**TEXT EXCERPT:**
══════════

With the Africa Cup of Nations (AFCON) football tournament kicking off in Cairo tomorrow, it is not only the sport’s fans that are elated that the tournament is being held in Egypt. So is the country’s tourism sector in the hope that the competition will boost Egypt’s image on the world tourism map.
Good behaviour throughout the competition is a make-or-break for the AFCON to succeed as a promotional event for Egypt’s tourism, said Kamel Abu Ali, head of the tourism subcommittee at the AFCON organising committee. “Proper conduct and the cleanliness of airports and other facilities will contribute in a major way to the event’s overall success,” he said.
The committee launched an awareness campaign called “Welcome to Egypt” on social-media platforms earlier this week as a reminder of positive gestures that can help tourists gain a positive image of the country they are visiting.
AFCON’s tourism subcommittee has organised itineraries for North African sports delegations to visit destinations such as Sharm El-Sheikh while they are in Egypt cheering for their national teams. Abu Ali said that such trips were an example of promotional campaigns for Egypt’s tourism if the delegations left with good impressions.
African tourists account for two per cent of Egypt’s incoming travelers, according to Maged Abul-Kheir, deputy head of parliament’s African Affairs Committee. Last year, 11 million tourists from around the globe visited Egypt, up from eight million in 2017. They spent 121 million nights in the country.

══════════

**ACTIVITY:**
Answer these questions about the text on the AFCON tournament and Egypt's tourism:
(a) What is the name of the awareness campaign the committee launched on social media?
(b) To which destination did the tourism subcommittee organize itineraries for North African sports delegations?
(c) What share of Egypt's incoming travelers do African tourists account for?

**EXCERPTED RECORDS:**
══════════

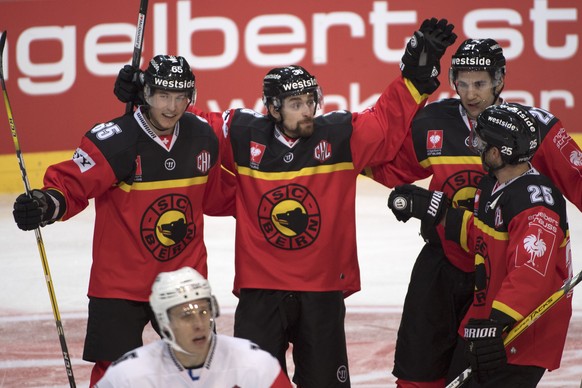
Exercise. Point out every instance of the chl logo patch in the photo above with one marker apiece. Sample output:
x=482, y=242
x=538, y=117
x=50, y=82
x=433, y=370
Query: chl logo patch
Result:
x=167, y=226
x=289, y=217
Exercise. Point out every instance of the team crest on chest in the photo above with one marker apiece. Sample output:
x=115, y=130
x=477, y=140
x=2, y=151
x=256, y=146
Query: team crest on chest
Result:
x=167, y=226
x=289, y=217
x=257, y=152
x=434, y=142
x=461, y=188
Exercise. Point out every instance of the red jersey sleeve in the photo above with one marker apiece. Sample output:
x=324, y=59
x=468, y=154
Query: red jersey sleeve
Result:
x=85, y=176
x=559, y=157
x=379, y=131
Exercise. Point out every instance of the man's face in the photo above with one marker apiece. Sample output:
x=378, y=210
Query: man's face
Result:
x=191, y=324
x=166, y=108
x=297, y=114
x=476, y=90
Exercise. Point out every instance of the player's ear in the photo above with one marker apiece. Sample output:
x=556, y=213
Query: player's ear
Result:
x=274, y=112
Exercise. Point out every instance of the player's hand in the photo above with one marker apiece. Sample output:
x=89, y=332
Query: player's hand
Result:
x=485, y=349
x=421, y=59
x=32, y=211
x=128, y=85
x=408, y=201
x=438, y=35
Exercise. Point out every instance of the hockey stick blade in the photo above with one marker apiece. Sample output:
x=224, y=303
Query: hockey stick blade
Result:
x=39, y=241
x=526, y=322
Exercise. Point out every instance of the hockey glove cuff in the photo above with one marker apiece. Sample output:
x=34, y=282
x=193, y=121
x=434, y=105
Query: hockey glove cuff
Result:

══════════

**OUTPUT:**
(a) "Welcome to Egypt"
(b) Sharm El-Sheikh
(c) Two percent